►

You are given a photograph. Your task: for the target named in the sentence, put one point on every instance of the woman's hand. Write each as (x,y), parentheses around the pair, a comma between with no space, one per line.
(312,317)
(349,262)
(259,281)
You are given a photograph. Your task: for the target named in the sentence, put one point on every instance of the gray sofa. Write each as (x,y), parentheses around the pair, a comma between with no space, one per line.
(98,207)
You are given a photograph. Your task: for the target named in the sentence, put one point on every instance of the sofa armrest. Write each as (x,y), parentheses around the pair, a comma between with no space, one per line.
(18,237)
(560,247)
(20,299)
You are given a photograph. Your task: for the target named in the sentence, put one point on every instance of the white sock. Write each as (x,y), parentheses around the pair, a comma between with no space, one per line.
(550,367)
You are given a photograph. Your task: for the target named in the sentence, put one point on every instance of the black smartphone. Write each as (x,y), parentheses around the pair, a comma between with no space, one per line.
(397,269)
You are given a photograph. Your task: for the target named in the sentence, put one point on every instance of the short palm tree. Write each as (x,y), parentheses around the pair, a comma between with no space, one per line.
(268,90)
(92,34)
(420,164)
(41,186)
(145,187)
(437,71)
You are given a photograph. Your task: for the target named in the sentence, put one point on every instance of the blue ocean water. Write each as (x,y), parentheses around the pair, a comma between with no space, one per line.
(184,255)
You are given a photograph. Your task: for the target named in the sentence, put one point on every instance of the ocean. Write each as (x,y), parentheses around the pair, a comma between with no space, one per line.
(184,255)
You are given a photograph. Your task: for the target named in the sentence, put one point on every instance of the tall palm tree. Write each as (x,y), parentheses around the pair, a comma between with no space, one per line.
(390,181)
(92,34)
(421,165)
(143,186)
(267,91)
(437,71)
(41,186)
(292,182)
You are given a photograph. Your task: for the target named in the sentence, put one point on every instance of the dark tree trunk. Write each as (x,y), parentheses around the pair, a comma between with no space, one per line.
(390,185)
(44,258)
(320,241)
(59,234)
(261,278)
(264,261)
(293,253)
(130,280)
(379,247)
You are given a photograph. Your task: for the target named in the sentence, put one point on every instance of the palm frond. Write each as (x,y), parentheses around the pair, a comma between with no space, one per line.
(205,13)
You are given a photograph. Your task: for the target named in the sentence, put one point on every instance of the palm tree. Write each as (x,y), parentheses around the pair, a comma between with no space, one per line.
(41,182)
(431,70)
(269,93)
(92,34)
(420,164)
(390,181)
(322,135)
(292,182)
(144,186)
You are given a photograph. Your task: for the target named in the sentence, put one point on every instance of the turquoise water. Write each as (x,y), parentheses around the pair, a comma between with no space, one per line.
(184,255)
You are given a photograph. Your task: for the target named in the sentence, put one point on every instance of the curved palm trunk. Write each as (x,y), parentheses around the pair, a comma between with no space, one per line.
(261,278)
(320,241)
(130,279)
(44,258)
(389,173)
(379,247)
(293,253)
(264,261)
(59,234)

◄

## TASK DIRECTIONS
Copy out the records shown above, every one, exactly.

## RESPONSE TO THIS TASK
You are given a photograph. Your task: for the target named in the sentence, put one point on every instance of the woman's hand. Write each as (x,y), parentheses around the pair, a comma between with no space, one per line.
(312,317)
(349,262)
(259,281)
You are given a photograph. Your task: for the target named in the sentence, put one point on every instance of the gray sofa. Write each as (x,y), parentheses around the pair, a comma between with no space, one per line.
(98,207)
You are given a photograph. Your task: for the target named in the sentence, put one point on every instance of the sofa armrest. Write each as (x,y), parentheses around the pair, a comma between with no space, one per line.
(18,237)
(560,247)
(20,299)
You are given a photograph. Your task: for the target named in the sentence, put one point on every instance of the white sock. Write each as (x,y), parentheses around the pair, a comma between with no space, one per line.
(550,367)
You are given a photograph. Your task: for the target named in the sentence, put one point on every instance of the black smartphone. Write each as (x,y), parentheses around the pair, a comma between with no space, one per line.
(397,269)
You are given a photograph. Your task: for the target named in the sentence, put one point on every instance of the short palm tree. Write each as (x,y), parentheses around the pair, a comma between with no space, one per line.
(268,90)
(92,34)
(420,164)
(41,186)
(145,187)
(437,71)
You are given a photograph. Your task: for the target named in the sentence, put one point on every instance of the blue ocean water. Write each as (x,y), parentheses around the pair, a comma between with no space, one per line.
(184,255)
You are given a photograph. Your task: for the target named in the sentence, put one point on every instance of the ocean. Write each as (x,y), parentheses around the pair, a comma between with no space, one per line.
(184,255)
You are given a photograph. Your task: for the target named in the sentence, put one point on every instance of the tall palm tree. Write each as (x,y), parentheses around the pair, a comma between with no space, one per line.
(390,181)
(92,34)
(421,165)
(143,186)
(267,91)
(437,71)
(41,186)
(292,182)
You are given a photograph. Your task: for the target named in the sentence, put one point on every instance of the dark tree trunk. Write each as (x,y), parentheses around the pair, a comma between with no space, one per line.
(390,185)
(44,258)
(320,241)
(59,234)
(261,278)
(264,261)
(293,253)
(130,280)
(379,247)
You are given a photograph. Your task: for the target named in the sentence, put one point on every instance of the palm frond. Write each as (x,y), parentheses around the pair, a comma between with no space, one per line.
(205,13)
You are given a photograph. Your task: for the target named in the sentence, put one point on every instance of the palm tree. Write each as (x,y), parentheses around the pair, a comma between with no space, one per line.
(41,182)
(431,70)
(269,93)
(92,34)
(420,164)
(390,181)
(322,135)
(292,182)
(144,186)
You are given a photograph. Your task: for the target named in the sentence, put one point on every instance of the turquoise water. Write each as (x,y), parentheses around the pair, a comma between with no space, one per line.
(184,255)
You are given a photograph. Your task: for the target named in the sentence, put one point on every instance of the curved palm trunk. Write each as (x,y), parentheses around the pair, a comma between with no space, one per line.
(261,278)
(320,241)
(130,279)
(44,258)
(389,173)
(379,247)
(293,253)
(264,261)
(59,234)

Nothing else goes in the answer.